>> begin
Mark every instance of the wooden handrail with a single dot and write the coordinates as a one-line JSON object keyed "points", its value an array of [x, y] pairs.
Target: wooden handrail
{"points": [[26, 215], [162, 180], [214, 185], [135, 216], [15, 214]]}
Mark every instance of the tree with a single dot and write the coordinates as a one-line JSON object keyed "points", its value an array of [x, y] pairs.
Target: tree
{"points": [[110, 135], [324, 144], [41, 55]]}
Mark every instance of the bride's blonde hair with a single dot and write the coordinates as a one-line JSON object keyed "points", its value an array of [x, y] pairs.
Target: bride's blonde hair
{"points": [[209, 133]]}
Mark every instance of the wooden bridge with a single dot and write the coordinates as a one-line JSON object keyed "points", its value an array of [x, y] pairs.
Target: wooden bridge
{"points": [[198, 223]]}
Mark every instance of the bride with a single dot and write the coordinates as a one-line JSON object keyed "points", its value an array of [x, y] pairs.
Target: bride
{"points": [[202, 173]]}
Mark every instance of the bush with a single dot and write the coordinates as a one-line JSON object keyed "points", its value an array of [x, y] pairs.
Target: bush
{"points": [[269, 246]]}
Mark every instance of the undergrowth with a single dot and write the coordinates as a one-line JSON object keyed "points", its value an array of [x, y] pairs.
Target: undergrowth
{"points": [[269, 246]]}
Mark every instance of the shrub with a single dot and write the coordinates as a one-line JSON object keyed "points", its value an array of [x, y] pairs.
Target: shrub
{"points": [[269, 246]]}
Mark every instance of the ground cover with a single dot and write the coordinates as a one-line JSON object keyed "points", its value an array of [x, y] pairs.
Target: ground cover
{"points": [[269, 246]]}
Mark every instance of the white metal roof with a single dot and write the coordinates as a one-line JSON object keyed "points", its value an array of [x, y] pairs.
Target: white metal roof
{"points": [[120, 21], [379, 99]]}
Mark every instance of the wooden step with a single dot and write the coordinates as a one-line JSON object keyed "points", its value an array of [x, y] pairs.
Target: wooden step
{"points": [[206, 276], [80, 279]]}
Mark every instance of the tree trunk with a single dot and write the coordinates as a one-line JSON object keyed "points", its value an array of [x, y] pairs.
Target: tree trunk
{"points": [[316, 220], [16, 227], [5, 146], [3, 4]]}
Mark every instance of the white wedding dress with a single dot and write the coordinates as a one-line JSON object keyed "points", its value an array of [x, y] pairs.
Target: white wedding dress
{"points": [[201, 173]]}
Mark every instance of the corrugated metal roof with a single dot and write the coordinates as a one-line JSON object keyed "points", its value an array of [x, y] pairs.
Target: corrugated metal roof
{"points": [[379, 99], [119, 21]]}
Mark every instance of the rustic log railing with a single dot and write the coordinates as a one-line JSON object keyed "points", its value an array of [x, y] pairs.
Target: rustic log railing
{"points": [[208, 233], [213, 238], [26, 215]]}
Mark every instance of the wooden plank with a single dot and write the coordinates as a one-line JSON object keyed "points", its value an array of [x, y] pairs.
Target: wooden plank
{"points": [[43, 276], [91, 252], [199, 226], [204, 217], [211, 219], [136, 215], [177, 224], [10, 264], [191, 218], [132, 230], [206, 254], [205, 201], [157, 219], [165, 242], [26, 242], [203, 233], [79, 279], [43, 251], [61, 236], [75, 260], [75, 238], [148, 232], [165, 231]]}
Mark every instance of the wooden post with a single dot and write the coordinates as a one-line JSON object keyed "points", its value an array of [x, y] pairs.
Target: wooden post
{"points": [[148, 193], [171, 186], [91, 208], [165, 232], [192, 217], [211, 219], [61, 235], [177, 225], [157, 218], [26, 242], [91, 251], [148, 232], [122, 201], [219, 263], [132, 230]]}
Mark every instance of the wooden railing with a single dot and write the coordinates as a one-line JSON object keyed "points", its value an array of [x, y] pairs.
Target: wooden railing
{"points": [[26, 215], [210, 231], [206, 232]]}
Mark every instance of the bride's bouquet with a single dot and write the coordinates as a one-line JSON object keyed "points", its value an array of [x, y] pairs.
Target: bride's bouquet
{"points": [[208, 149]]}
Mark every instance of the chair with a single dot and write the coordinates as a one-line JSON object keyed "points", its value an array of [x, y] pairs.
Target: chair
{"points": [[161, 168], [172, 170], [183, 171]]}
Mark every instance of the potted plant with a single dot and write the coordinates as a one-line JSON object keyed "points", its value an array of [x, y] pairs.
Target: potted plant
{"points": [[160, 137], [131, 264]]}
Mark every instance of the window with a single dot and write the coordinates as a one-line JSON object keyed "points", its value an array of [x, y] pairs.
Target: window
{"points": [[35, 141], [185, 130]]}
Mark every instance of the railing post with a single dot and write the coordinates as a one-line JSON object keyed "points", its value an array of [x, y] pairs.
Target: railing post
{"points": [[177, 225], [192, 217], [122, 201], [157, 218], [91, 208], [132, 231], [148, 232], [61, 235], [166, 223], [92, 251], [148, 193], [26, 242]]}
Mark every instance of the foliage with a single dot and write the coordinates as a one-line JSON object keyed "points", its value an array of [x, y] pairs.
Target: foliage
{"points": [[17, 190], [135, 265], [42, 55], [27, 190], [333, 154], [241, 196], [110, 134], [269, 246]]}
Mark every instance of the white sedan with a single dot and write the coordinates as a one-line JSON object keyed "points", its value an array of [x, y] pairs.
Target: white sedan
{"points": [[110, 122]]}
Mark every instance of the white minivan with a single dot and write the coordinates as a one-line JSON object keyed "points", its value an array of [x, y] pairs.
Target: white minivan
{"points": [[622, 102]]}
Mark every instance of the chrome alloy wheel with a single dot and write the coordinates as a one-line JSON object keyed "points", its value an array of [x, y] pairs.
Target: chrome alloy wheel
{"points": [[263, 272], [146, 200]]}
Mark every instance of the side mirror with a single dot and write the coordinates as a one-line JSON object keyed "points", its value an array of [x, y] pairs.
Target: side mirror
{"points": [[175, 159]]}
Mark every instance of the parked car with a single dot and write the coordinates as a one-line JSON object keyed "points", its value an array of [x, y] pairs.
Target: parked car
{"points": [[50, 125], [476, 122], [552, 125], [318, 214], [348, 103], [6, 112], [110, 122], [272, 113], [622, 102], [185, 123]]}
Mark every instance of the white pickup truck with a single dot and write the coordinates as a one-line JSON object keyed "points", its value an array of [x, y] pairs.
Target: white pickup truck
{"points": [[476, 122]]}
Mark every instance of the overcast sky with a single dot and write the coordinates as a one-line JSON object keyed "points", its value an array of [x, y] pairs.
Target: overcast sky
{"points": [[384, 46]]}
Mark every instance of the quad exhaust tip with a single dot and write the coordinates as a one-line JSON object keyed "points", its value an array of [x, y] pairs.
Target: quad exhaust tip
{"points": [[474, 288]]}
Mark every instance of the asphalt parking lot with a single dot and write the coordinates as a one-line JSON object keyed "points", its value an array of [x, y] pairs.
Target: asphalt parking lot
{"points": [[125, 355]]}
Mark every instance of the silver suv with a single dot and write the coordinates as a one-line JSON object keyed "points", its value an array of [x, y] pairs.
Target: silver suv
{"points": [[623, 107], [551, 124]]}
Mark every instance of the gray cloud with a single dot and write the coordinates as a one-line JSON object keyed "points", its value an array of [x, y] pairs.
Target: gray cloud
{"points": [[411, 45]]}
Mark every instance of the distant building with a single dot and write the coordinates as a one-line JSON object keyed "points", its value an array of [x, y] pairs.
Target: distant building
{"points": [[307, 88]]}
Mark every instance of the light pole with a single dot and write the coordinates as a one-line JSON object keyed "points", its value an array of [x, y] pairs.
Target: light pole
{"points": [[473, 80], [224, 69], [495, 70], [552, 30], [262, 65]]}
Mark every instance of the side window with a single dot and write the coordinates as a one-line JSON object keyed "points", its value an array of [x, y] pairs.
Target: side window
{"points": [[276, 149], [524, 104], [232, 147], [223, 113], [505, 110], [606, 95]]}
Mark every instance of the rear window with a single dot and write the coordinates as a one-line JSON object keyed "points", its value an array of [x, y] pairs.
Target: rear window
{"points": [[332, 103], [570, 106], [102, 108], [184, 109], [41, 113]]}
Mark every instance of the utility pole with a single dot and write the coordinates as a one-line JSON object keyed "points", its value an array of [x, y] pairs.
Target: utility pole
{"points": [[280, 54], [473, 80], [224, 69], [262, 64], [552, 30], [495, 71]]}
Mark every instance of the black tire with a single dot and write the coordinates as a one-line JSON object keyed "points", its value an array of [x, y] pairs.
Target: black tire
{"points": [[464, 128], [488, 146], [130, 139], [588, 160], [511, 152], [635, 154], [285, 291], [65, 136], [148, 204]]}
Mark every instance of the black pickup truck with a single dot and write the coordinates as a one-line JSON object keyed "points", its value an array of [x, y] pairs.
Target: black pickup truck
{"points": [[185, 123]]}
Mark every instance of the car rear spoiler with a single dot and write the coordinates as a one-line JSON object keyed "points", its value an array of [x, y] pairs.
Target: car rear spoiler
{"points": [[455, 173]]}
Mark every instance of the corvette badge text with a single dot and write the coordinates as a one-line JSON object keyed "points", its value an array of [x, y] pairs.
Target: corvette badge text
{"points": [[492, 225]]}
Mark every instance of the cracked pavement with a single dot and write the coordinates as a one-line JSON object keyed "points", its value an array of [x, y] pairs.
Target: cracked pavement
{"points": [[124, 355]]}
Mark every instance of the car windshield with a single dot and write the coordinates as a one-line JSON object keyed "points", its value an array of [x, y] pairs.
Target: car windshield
>> end
**Job:** Nothing outside the span should appear: transcribe the lines from the one containing "Mark every instance of the corvette" through the last line of the records.

**Reply to the task:**
Mark every instance of the corvette badge text with a single dot and write the coordinates as a one-line JSON object keyed "points", its value an array of [x, y] pairs.
Target: corvette badge text
{"points": [[492, 225]]}
Mark every instance of the cracked pavement with a single dot and write the coordinates as a one-line JSON object keyed "points", its value an array of [x, y] pairs.
Target: cracked pavement
{"points": [[124, 355]]}
Mark every instance of the car windshield with a single dot and write the coordinates as a one-line JSON object keyed "points", its value an array of [x, y] pairs.
Target: car windshield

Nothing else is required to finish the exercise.